Problem to work on » Could you copy every line of the records below word for word, leaving out the pictures?
## Start Material supplied
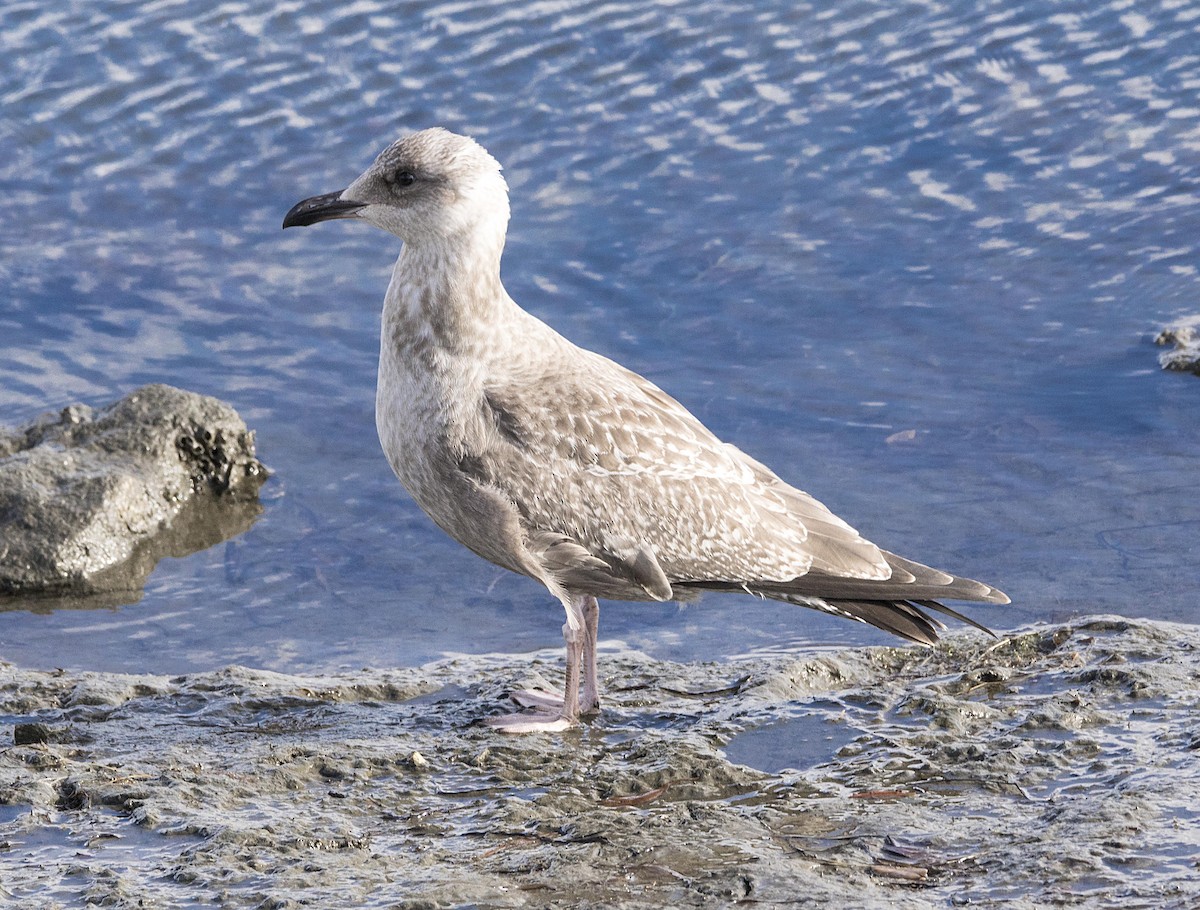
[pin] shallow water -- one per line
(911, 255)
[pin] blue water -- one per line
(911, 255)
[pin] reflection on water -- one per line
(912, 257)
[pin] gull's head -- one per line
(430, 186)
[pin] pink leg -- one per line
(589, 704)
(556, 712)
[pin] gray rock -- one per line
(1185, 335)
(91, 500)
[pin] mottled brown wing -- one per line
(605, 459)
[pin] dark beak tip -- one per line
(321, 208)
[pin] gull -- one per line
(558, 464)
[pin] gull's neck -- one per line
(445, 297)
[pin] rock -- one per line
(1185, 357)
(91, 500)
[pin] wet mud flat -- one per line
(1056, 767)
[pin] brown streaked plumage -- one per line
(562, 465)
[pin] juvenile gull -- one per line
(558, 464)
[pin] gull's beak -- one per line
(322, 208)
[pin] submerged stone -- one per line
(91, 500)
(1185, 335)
## End Material supplied
Result of this exercise »
[pin] shallow water -- one per line
(911, 255)
[pin] blue water -- one per line
(911, 255)
[pin] reflection on water -- one per line
(912, 257)
[pin] gull's head -- one per line
(430, 186)
[pin] pink leg -- one per line
(589, 704)
(556, 712)
[pin] gray rock -- one per line
(1185, 335)
(91, 500)
[pin] mottled brown wing -- one per line
(605, 459)
[pin] dark beak tip -- one per line
(321, 208)
[pin] gull -- one per line
(558, 464)
[pin] gull's neck -- one per line
(445, 297)
[pin] rock -- one per line
(1185, 357)
(91, 500)
[pin] wet mud flat -- one per line
(1056, 767)
[pin] brown streaked plumage -- one per line
(562, 465)
[pin] juvenile gull -- one per line
(558, 464)
[pin] gull's beak -- one per line
(322, 208)
[pin] submerged stone -- one per line
(91, 500)
(1185, 335)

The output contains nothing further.